**DOCUMENT SECTION:**
To determine the disparity of formation of UHC in steady-state and dynamic conditions, a nine-cylinder natural gas engine has been modeled thermodynamically in details with the commercial software, GT Power, and its output is implemented into an empirical UHC modeling within this software. Moreover, a separate thermodynamic engine model has been developed to distinguish the individual sources of UHC formation. The schematic of the procedure of the modeling is shown in Fig. 1. Detailed equations are presented in Sect. 3.1 and 3.2. For simplicity, the empirical UHC model is named Type E, and the thermodynamic UHC model is named Type T.

**DATA:**
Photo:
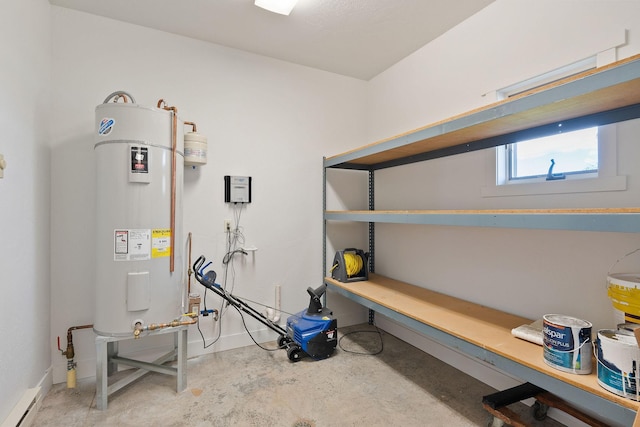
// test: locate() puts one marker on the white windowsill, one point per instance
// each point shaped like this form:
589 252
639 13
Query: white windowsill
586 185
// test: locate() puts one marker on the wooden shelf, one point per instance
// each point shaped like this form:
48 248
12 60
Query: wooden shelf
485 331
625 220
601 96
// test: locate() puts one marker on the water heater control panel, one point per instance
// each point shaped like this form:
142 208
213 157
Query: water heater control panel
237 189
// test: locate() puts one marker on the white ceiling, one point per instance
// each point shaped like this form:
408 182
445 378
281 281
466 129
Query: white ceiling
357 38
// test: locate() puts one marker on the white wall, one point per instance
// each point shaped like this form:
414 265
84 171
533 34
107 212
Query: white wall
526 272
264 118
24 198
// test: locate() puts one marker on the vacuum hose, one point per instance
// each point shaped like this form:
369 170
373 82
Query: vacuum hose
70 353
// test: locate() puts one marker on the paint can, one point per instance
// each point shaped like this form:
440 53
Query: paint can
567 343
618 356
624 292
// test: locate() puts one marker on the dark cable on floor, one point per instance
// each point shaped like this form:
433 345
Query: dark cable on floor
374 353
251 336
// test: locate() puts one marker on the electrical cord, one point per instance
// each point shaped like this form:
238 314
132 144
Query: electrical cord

==

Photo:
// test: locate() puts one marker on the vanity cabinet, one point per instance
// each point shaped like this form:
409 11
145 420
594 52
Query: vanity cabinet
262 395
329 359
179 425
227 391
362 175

**EXERCISE REQUIREMENTS:**
In the passage on UHC modeling for the natural gas engine, what name is given to the thermodynamic UHC model?

**EXERCISE ANSWER:**
Type T